__Quoted passage__.
· · · ·

In its current manifestation, this explains part of the vehemence with which some Americans reject orders to wear masks or maintain social distance. Many factors affect individuals’ choices, including partisanship and misinformation about the current pandemic, but there is a sadness in hearing people equate going unmasked with human rights and an imagined war against authoritarianism. “I will not be muzzled like a mad dog!” sounds less like a free man asserting his rights and more like an unfree man cosplaying the American Revolution in his head.
The mask backlash is only the latest iteration of this form of petty revolt. The journalist Daniel Ackerman recently explained in Business Insider how some Americans “went to war against seat belts,” and in the mid-1990s the introduction of recycling into the American consciousness was met with an anti-recycling backlash that reframed throwing plastic bottles in landfills as heroic acts of civil disobedience. The same spirit of disobedience-as-freedom percolates beneath issues like the phony “war” over saying Happy Holidays and Christmas-themed Starbucks cups and in the way some Americans equate spending money on guns as a measure of the freedom they enjoy.
Of course, the appeal of Donald Trump is often attributed to the now-clichéd “white working class,” when in fact some of his most die-hard support is found among upper-middle-class suburban Republicans—the small-business-owning conservatives who are well-off but not private-equity rich. Nation contributor and Roosevelt Institute director Mike Konczal has called them Buddy Garrity Republicans, after the meddling character in Friday Night Lights who wields economic power in his small town because he owns the Chevy dealership. They aren’t brandishing guns unmasked in front of their homes because life offers them insufficient freedom; on the contrary, they can afford far more than most people. But the conservative worldview also holds that strict adherence to the law is mandatory for the lower social classes and optional for people who see themselves as being at the top. Not everyone is a frustrated churl rebelling against masks because they lack choices in life; some people just see themselves as above the law.

· · · ·

__Prompt 1__.
Answer these questions about the essay on mask backlash:
(a) Who explained in Business Insider how some Americans "went to war against seat belts"?
(b) In what period did the anti-recycling backlash arise?
(c) What does Buddy Garrity own in Friday Night Lights?
__Prompt 2__. Continue the essay on mask backlash, starting after its final sentence.
The rows have no connection to the essay on mask backlash.

(Point-per-instance localization data)
· · · ·

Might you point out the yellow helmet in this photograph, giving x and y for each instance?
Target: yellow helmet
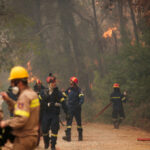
(18, 72)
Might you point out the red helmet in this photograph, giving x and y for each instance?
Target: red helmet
(116, 85)
(51, 79)
(38, 81)
(74, 79)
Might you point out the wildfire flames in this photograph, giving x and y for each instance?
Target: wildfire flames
(32, 78)
(108, 33)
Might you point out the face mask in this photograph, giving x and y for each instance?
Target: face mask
(15, 90)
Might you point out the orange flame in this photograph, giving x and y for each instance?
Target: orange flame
(108, 33)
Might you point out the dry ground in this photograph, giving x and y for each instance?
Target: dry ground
(103, 137)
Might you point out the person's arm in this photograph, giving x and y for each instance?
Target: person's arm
(11, 103)
(21, 113)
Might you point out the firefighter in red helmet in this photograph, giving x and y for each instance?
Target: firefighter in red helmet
(75, 100)
(117, 100)
(52, 101)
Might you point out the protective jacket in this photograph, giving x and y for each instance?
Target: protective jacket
(117, 99)
(50, 116)
(75, 97)
(26, 114)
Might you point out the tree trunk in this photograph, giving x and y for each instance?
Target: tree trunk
(72, 43)
(121, 19)
(98, 42)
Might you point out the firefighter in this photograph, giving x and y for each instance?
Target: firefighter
(13, 94)
(5, 133)
(75, 100)
(39, 89)
(117, 101)
(50, 120)
(26, 110)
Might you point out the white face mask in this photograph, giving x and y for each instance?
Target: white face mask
(15, 90)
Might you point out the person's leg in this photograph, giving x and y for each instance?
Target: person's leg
(54, 131)
(114, 118)
(25, 143)
(69, 125)
(121, 116)
(46, 122)
(79, 124)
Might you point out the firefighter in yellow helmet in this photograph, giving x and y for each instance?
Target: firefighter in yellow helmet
(26, 111)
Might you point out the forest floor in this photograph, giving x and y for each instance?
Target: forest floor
(103, 137)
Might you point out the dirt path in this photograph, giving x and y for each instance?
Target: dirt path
(103, 137)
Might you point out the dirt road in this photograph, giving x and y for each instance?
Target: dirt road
(103, 137)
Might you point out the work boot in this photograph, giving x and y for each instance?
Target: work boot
(68, 136)
(80, 138)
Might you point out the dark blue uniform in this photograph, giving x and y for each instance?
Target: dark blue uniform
(75, 100)
(50, 115)
(39, 89)
(12, 96)
(118, 111)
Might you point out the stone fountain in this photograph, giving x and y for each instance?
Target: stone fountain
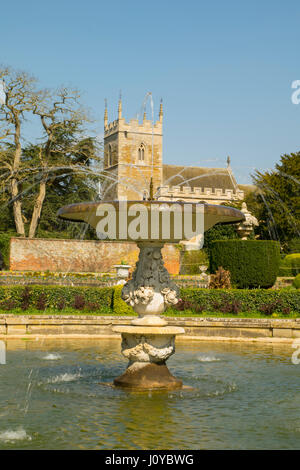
(148, 342)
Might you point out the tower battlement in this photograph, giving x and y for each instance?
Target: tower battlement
(187, 193)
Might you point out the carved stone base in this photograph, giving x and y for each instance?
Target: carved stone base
(145, 376)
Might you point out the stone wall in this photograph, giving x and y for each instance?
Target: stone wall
(225, 329)
(42, 254)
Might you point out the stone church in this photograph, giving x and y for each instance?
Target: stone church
(133, 155)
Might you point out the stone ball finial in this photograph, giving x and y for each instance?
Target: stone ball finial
(245, 228)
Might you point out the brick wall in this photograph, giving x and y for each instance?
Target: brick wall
(42, 254)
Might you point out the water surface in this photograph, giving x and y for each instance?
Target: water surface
(245, 396)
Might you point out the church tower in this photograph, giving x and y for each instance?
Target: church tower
(132, 156)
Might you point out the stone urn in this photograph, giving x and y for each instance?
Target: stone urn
(122, 271)
(149, 341)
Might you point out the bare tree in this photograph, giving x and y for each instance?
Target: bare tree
(20, 98)
(63, 146)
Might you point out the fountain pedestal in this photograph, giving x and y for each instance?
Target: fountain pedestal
(148, 342)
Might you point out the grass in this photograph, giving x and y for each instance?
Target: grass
(169, 313)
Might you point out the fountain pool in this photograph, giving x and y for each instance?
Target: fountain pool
(245, 396)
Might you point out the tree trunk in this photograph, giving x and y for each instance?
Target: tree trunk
(17, 208)
(36, 215)
(17, 205)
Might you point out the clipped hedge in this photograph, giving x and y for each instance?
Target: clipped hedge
(252, 263)
(290, 265)
(296, 282)
(260, 300)
(108, 300)
(294, 245)
(57, 297)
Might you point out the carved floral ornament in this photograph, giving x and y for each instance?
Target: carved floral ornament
(150, 276)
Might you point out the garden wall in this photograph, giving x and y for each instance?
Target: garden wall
(42, 254)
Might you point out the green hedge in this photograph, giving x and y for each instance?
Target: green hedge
(259, 300)
(290, 265)
(294, 245)
(252, 263)
(108, 299)
(56, 297)
(296, 282)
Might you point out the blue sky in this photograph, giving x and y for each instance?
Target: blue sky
(223, 68)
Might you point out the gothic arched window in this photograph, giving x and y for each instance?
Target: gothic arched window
(110, 160)
(141, 153)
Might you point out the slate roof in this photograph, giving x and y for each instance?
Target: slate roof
(199, 177)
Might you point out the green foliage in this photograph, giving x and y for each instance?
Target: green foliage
(294, 245)
(286, 301)
(107, 300)
(276, 203)
(118, 305)
(55, 297)
(290, 265)
(296, 281)
(191, 260)
(220, 280)
(251, 263)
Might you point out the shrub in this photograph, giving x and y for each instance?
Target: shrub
(296, 282)
(251, 263)
(290, 265)
(79, 302)
(220, 280)
(243, 300)
(57, 297)
(42, 302)
(25, 298)
(294, 245)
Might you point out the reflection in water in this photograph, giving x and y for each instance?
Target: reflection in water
(56, 394)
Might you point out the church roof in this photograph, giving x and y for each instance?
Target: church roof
(248, 188)
(199, 177)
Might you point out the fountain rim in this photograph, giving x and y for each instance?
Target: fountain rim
(210, 209)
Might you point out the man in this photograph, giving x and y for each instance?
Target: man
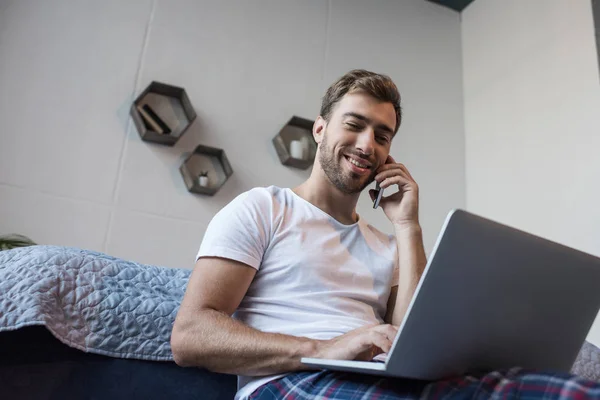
(289, 273)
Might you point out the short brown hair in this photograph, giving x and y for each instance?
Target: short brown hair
(359, 80)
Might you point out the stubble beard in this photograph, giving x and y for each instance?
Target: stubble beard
(346, 182)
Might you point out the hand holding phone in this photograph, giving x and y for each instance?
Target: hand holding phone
(378, 194)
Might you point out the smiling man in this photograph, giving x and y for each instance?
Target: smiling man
(286, 273)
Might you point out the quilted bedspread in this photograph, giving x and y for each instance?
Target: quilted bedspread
(105, 305)
(91, 301)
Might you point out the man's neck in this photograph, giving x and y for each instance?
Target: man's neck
(320, 192)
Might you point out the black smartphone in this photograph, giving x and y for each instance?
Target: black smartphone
(378, 194)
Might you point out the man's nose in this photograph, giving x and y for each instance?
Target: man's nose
(365, 142)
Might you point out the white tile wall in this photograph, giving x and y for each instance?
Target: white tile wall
(71, 71)
(67, 69)
(532, 101)
(48, 219)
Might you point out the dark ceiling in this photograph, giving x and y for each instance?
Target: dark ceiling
(457, 5)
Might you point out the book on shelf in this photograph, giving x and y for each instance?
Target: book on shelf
(152, 121)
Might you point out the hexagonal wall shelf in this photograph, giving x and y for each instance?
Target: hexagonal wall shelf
(206, 170)
(162, 113)
(295, 144)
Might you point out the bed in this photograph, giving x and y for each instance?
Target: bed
(81, 324)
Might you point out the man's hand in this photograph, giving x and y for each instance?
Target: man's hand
(402, 207)
(361, 344)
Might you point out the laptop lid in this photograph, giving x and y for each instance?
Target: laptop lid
(494, 297)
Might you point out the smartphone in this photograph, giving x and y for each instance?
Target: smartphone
(378, 194)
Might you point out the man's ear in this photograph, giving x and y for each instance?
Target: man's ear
(319, 129)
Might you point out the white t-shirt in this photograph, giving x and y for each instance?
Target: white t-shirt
(316, 277)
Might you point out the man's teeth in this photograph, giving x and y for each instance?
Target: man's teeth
(353, 161)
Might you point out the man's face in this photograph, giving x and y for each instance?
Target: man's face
(356, 141)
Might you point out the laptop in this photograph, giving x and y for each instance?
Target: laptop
(491, 297)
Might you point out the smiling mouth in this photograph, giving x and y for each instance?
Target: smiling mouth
(357, 163)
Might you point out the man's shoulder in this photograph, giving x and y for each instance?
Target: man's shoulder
(383, 237)
(260, 197)
(262, 193)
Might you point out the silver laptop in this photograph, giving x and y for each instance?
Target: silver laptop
(491, 297)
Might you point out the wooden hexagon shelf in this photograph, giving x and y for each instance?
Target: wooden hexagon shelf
(295, 144)
(213, 163)
(162, 113)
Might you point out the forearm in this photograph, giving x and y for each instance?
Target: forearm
(412, 261)
(220, 343)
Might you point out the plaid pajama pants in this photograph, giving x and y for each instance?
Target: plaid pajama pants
(515, 383)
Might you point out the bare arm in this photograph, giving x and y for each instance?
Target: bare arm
(205, 335)
(412, 262)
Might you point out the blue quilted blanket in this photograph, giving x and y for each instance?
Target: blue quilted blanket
(91, 301)
(105, 305)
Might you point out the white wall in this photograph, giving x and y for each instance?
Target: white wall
(532, 119)
(73, 170)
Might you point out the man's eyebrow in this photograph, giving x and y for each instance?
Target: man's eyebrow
(382, 127)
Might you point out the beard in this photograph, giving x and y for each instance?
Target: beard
(346, 181)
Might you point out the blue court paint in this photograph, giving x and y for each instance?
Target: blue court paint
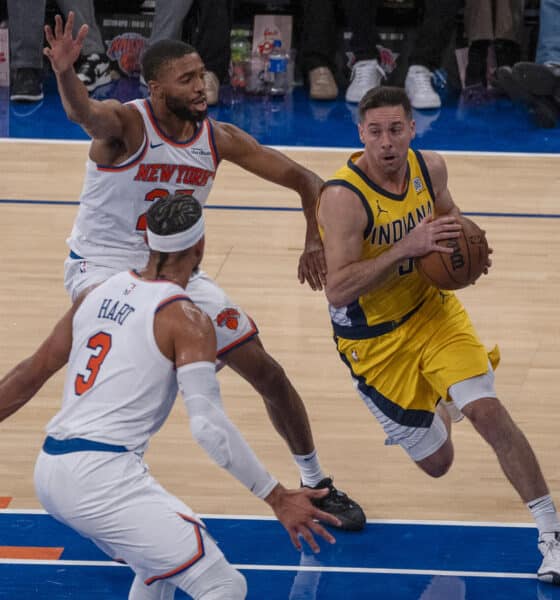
(400, 561)
(295, 120)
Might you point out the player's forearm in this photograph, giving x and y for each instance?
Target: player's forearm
(17, 388)
(75, 97)
(352, 281)
(215, 433)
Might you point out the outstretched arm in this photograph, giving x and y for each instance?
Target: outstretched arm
(184, 331)
(27, 378)
(242, 149)
(101, 120)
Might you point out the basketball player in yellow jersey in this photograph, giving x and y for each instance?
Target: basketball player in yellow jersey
(406, 343)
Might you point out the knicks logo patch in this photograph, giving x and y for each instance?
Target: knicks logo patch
(229, 318)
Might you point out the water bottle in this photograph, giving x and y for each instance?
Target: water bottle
(240, 54)
(278, 84)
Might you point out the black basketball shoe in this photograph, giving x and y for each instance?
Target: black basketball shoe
(337, 503)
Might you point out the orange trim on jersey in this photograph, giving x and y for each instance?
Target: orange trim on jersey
(212, 143)
(31, 552)
(199, 553)
(166, 138)
(126, 166)
(138, 276)
(240, 341)
(171, 299)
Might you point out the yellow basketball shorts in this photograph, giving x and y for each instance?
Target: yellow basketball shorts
(402, 374)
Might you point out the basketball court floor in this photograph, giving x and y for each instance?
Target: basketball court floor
(463, 537)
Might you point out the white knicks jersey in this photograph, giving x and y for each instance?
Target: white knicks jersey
(119, 387)
(110, 225)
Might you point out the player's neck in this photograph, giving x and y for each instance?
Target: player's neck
(394, 182)
(179, 277)
(176, 128)
(173, 126)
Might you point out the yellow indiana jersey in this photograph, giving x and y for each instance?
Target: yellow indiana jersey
(390, 217)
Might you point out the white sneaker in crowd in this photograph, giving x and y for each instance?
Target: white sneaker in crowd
(366, 74)
(549, 545)
(418, 87)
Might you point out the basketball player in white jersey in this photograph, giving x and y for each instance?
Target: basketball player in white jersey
(130, 344)
(146, 149)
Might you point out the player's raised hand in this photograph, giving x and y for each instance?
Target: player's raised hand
(64, 49)
(294, 510)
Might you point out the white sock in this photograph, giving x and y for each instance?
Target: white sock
(544, 513)
(309, 468)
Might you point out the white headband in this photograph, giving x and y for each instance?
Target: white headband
(177, 241)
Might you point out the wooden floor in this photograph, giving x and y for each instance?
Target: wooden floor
(253, 255)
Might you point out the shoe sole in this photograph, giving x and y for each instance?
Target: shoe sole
(538, 79)
(550, 577)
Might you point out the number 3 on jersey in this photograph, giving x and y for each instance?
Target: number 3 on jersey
(101, 344)
(156, 194)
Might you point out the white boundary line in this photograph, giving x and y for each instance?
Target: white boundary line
(40, 511)
(292, 568)
(347, 150)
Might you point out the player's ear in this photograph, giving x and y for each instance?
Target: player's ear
(361, 133)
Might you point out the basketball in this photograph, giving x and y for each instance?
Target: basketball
(461, 268)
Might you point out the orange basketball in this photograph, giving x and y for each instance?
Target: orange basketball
(461, 268)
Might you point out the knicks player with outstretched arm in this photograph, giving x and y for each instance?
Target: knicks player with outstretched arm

· · · ·

__Expected output 1__.
(a) Daniel Ackerman
(b) The mid-1990s
(c) The Chevy dealership

__Expected output 2__.
For the majority of us, things like mask requirements represent one of two things: either one more minor rule to follow, another inconvenience and discomfort in a daily life already full of them, or an opportunity shaped by partisan and ideological incentives to show that we are in fact as free and independent as we like to see ourselves.
As upsetting as it is to see Americans who refuse to take simple precautions to fight a pandemic, symbolic freedom becomes more appealing when more useful freedoms are not available. Congress has failed to provide meaningful and lasting income support for people who have lost jobs, and business owners have received only a botched “support” plan that proved to be both woefully insufficient and ineptly administered. Mask wearing would not be universal under any circumstances in the United States, but replacing the feeling of insecurity and panic with a sense that the pandemic is a disruption we can weather would make the medicine of more restrictive rules go down a lot easier.
Instead, the federal government has responded by offering us a combination of Hobbes’s state of nature and the Articles of Confederation: Every state, every individual, every organization (universities, businesses, sports leagues, churches) should do whatever seems best in an environment of limited, conflicting, and inaccurate information. The policy amounts to every man for himself, with the devil taking the hindmost. Under those circumstances, it can hardly be surprising that some Americans cling to a sense of individualism, even if pointless and performative.